Extrait du document:
━━━━━━━━━━━━━━━━━━━━
S’il gagne c’est par l’unité du chavisme autour de sa candidature, une
base sociale historique, le poids de Chávez, et par la faiblesse de ses
adversaires électoraux : Henry Falcón, ex chaviste, qui promet une
dollarisation de l’économie (il se garde bien d’expliquer comment il le
fera), et l’outsider évangéliste conservateur Javier Bertucci.
Tout n’est pas de la faute de l’impérialisme. C’est aussi évident
que l’existence de l’impérialisme. Poser cela au centre de la scène
permet de situer le conflit et ses dimensions, le ring où nous nous
trouvons.

Le pain, le distributeur de monnaie, le transport, les prix et les
médicaments font partie de cette trame géopolitique, sa manifestation
immédiate, quotidienne, la forme qui impacte la bouche de chacun. La
stratégie d’usure est une oeuvre élaborée, pas improvisée. Elle fait mal
là où ça fait le plus mal, elle s’articule sur les misères et les
contradictions du processus, la corruption, l’indolence, les
compromissions pour obtenir une maison, une voiture, un compte en
banque. Les effets du cadre économique sur le tissu social changent à mesure que la situation se prolonge.
On peut le voir, à quelques jours des prochaines élections
présidentielles qui auront lieu le 20 mai : Alors qu’une partie des
gens, du chavisme, parle de la campagne, milite, suit les infos, une
autre partie est immergée dans la résolution des batailles quotidiennes
qui n’arrêtent pas, et qui ne se calment que de temps en temps sur
certains points. Il y a plusieurs temps superposés dans les territoires
où s’est fondé le chavisme.
━━━━━━━━━━━━━━━━━━━━
Données à examiner:
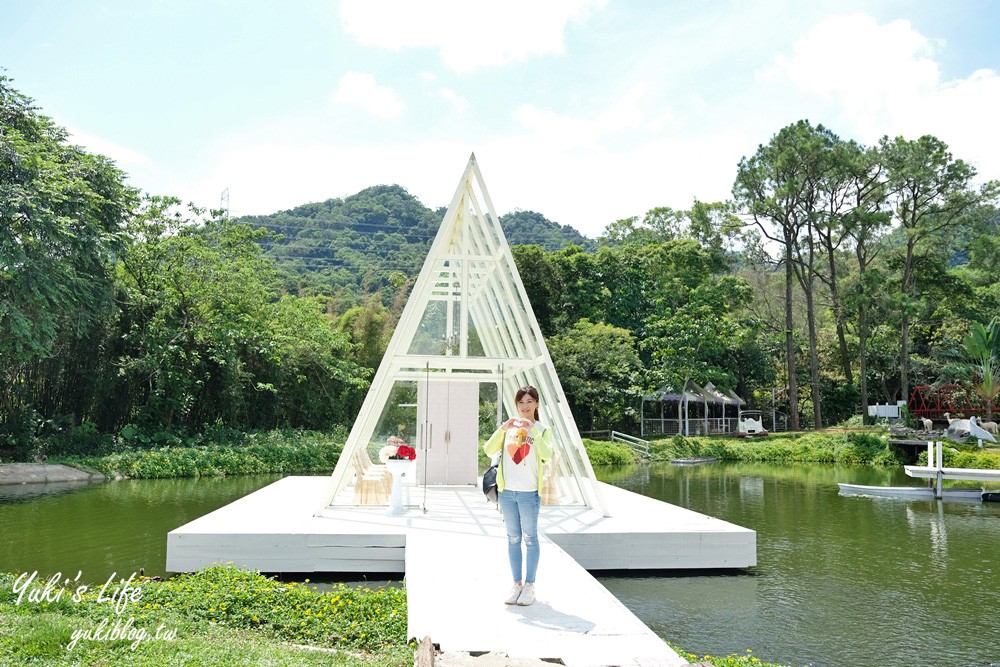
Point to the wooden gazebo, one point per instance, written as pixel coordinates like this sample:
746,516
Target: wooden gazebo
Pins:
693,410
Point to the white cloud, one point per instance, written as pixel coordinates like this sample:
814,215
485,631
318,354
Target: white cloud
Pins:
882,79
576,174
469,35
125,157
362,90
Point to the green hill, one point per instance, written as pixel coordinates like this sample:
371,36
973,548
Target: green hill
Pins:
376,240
━━━━━━━━━━━━━━━━━━━━
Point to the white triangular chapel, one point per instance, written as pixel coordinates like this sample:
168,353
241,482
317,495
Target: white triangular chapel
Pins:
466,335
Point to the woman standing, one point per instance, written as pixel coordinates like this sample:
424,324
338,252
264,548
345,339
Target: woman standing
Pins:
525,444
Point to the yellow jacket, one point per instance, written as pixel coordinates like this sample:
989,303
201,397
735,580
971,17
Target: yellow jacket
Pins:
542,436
━━━━━━━━━━━━━━━━━━━━
Présentation de l’exercice:
Recopiez en entier, sans rien changer, l’extrait sur le chavisme et l’élection présidentielle. Les lignes de données ne servent à rien ici.

Solution du problème:
S’il gagne c’est par l’unité du chavisme autour de sa candidature, une
base sociale historique, le poids de Chávez, et par la faiblesse de ses
adversaires électoraux : Henry Falcón, ex chaviste, qui promet une
dollarisation de l’économie (il se garde bien d’expliquer comment il le
fera), et l’outsider évangéliste conservateur Javier Bertucci.
Tout n’est pas de la faute de l’impérialisme. C’est aussi évident
que l’existence de l’impérialisme. Poser cela au centre de la scène
permet de situer le conflit et ses dimensions, le ring où nous nous
trouvons.

Le pain, le distributeur de monnaie, le transport, les prix et les
médicaments font partie de cette trame géopolitique, sa manifestation
immédiate, quotidienne, la forme qui impacte la bouche de chacun. La
stratégie d’usure est une oeuvre élaborée, pas improvisée. Elle fait mal
là où ça fait le plus mal, elle s’articule sur les misères et les
contradictions du processus, la corruption, l’indolence, les
compromissions pour obtenir une maison, une voiture, un compte en
banque. Les effets du cadre économique sur le tissu social changent à mesure que la situation se prolonge.
On peut le voir, à quelques jours des prochaines élections
présidentielles qui auront lieu le 20 mai : Alors qu’une partie des
gens, du chavisme, parle de la campagne, milite, suit les infos, une
autre partie est immergée dans la résolution des batailles quotidiennes
qui n’arrêtent pas, et qui ne se calment que de temps en temps sur
certains points. Il y a plusieurs temps superposés dans les territoires
où s’est fondé le chavisme.